[Begin RECORD EXCERPTS]

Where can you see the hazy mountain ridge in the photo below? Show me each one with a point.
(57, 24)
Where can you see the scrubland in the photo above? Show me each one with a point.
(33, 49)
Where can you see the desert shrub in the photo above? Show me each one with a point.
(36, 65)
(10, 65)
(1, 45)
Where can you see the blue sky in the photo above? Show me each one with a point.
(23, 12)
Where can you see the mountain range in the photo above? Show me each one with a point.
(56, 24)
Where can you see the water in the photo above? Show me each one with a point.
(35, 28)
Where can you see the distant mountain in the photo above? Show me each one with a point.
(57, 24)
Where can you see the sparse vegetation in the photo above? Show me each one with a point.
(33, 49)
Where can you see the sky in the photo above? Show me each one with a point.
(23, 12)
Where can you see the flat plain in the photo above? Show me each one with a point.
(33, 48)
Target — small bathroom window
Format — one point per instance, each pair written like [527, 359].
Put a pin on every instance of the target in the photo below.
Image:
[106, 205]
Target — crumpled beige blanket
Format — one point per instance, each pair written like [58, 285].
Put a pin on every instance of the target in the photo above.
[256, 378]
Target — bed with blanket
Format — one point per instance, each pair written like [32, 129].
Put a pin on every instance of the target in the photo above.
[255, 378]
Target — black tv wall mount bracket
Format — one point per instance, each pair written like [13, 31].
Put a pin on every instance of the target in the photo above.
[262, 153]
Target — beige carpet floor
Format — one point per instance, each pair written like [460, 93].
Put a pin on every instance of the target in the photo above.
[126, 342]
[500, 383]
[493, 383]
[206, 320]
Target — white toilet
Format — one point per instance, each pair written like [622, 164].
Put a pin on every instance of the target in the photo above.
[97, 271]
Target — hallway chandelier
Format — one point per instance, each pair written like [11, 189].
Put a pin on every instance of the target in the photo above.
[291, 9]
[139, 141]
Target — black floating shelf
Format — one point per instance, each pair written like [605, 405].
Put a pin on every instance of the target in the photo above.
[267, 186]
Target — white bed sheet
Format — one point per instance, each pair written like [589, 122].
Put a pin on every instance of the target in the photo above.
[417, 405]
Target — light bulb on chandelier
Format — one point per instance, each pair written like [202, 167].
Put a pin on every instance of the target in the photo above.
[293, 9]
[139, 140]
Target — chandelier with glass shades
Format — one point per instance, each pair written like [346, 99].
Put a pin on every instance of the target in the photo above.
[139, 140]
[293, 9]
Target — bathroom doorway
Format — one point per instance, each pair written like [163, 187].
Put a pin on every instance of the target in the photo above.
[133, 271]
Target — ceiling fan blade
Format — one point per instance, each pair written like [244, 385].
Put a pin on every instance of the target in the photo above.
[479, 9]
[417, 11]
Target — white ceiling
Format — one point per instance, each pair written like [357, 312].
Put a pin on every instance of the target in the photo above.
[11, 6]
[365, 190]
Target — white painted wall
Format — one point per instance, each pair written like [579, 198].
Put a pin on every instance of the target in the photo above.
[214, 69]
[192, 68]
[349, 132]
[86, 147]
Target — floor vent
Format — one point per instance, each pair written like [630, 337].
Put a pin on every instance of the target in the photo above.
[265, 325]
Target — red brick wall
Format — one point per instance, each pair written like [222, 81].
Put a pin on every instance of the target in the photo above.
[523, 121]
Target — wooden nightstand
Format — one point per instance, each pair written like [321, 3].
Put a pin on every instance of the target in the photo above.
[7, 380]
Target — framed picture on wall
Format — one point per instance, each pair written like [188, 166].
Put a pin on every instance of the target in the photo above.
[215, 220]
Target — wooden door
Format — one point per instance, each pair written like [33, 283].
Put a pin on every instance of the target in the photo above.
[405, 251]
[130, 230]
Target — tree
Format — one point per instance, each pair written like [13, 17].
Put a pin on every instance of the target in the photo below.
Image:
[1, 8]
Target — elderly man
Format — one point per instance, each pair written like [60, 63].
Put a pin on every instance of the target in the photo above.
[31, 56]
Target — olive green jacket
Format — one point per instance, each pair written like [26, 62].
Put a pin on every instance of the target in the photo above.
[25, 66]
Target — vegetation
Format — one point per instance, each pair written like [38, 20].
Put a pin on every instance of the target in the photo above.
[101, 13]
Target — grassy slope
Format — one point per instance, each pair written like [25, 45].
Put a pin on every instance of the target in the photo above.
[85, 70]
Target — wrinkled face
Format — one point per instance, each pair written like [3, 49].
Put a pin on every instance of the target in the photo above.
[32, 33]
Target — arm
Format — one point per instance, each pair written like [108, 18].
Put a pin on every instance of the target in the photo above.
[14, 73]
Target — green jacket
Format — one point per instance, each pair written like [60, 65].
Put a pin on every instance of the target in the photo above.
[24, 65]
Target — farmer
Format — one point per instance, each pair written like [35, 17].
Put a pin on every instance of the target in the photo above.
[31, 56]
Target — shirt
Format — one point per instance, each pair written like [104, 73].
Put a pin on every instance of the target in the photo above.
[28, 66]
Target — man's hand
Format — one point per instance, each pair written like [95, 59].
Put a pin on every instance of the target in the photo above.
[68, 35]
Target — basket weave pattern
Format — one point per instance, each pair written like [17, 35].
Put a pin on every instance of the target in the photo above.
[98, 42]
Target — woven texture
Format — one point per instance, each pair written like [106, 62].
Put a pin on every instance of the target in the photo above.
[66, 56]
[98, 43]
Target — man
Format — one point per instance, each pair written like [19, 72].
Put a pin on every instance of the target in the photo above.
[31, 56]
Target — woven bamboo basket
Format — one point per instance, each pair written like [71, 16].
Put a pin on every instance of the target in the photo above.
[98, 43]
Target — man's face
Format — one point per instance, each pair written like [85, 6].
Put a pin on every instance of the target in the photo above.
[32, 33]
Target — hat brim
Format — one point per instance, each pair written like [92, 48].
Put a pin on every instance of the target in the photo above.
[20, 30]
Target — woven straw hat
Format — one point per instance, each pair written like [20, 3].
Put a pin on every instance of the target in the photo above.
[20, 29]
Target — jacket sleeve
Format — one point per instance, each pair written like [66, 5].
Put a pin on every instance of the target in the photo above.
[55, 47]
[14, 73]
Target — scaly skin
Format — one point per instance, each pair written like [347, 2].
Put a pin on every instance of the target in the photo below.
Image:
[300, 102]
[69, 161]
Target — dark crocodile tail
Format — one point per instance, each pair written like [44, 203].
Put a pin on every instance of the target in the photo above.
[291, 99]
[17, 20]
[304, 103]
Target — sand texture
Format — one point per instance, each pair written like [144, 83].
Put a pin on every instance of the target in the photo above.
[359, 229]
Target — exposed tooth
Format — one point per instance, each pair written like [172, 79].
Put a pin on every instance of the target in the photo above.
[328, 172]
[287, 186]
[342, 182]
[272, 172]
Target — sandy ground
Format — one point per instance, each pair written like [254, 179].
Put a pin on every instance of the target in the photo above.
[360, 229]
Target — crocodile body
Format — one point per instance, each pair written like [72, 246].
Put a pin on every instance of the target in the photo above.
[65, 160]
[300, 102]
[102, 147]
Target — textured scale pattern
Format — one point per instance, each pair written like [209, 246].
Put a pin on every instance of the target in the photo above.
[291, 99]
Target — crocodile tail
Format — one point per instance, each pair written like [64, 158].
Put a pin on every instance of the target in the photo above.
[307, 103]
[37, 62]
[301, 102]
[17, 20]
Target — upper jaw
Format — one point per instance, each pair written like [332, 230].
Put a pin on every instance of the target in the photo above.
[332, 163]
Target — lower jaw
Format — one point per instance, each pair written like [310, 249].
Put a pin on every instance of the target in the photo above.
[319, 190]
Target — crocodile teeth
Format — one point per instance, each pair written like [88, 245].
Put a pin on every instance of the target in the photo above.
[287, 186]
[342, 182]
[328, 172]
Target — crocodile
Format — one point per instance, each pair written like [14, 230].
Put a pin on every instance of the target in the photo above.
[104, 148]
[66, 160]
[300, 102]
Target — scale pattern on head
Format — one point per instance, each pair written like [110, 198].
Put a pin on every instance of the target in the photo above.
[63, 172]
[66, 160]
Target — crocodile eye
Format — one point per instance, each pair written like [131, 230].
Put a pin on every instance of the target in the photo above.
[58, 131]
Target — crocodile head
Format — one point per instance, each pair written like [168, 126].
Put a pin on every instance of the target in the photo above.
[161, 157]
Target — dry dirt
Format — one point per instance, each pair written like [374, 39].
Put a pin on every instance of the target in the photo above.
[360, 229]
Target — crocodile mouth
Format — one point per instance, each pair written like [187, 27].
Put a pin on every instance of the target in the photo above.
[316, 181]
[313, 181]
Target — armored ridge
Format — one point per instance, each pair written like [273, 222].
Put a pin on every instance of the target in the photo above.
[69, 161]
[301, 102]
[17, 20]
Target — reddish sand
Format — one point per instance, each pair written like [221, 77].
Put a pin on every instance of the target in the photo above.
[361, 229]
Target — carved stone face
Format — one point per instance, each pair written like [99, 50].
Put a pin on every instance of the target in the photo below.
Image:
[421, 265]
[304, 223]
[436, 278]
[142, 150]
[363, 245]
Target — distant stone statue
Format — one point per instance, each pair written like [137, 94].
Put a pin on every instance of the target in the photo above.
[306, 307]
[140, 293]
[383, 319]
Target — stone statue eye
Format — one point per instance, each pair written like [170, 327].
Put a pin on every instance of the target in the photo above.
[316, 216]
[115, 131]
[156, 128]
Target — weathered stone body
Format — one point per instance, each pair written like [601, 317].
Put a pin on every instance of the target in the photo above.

[End RECORD EXCERPTS]

**PROBLEM STATEMENT:**
Starting with the line that contains "Target — crocodile mouth", print each line through the last one in the listing. Include both end lines and add nothing.

**TASK SOLUTION:**
Target — crocodile mouth
Format — one point per instance, each pair written like [187, 27].
Put a pin on every instance of the target in the photo above.
[316, 181]
[313, 181]
Target — armored ridge
Format — one point per instance, each pair written like [273, 222].
Put a pin on every instance of the target in the photo above.
[69, 161]
[301, 102]
[17, 20]
Target — reddish sand
Format — one point per instance, each pair written like [221, 77].
Put a pin on every instance of the target in the photo above.
[361, 229]
Target — carved stone face
Format — one point per instance, each pair written like [99, 50].
Put a pin on every instance of the target in the photo below.
Image:
[421, 265]
[304, 223]
[436, 278]
[142, 150]
[363, 245]
Target — distant stone statue
Format — one point per instance, each pair written like [137, 94].
Put a pin on every instance of the target in the photo above.
[306, 307]
[140, 293]
[383, 319]
Target — stone statue eye
Format — one point per instance, each pair written like [170, 327].
Put a pin on every instance of the target in the photo above.
[316, 216]
[115, 131]
[156, 128]
Target — weathered stone body
Format — one point per instance, each pair written like [601, 317].
Put a pin on every instance of the target in the photo above.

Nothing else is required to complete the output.